## begin
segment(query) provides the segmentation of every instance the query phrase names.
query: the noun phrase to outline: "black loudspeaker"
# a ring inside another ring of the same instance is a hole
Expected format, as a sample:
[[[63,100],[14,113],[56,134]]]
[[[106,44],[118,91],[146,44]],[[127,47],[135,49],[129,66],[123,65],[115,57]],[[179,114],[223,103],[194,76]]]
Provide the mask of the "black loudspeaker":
## end
## begin
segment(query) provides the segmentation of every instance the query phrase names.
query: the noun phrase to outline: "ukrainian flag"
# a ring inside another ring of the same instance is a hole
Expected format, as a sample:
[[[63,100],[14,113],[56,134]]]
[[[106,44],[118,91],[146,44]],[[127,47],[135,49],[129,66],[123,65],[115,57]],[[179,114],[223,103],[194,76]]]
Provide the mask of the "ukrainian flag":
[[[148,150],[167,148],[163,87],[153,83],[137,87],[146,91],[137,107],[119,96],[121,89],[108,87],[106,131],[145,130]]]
## end
## begin
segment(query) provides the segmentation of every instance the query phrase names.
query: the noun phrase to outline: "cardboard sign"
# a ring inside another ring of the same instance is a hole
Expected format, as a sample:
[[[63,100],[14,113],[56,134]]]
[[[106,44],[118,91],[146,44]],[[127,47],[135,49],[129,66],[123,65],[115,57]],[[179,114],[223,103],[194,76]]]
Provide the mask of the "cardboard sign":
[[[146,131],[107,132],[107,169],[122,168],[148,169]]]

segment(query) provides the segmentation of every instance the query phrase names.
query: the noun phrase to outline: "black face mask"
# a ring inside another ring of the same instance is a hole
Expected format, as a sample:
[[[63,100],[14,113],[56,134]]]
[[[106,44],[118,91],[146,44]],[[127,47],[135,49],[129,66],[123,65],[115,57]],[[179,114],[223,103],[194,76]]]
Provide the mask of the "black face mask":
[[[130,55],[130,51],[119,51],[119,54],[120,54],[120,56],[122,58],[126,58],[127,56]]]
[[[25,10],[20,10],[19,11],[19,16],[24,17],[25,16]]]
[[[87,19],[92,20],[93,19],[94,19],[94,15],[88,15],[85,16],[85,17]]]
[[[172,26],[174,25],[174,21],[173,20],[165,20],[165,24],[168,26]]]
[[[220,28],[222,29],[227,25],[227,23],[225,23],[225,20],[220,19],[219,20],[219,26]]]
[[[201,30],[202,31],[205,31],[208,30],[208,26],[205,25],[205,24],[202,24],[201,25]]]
## end
▶ _WORK INSTRUCTIONS_
Which lines in the listing above contain the word "face", with uppercase and lowercase treated as different? Locate each one and copy it out in full.

▶ _OUTPUT OF THE TASK_
query: the noun phrase to outline: "black face mask"
Provide the mask of the "black face mask":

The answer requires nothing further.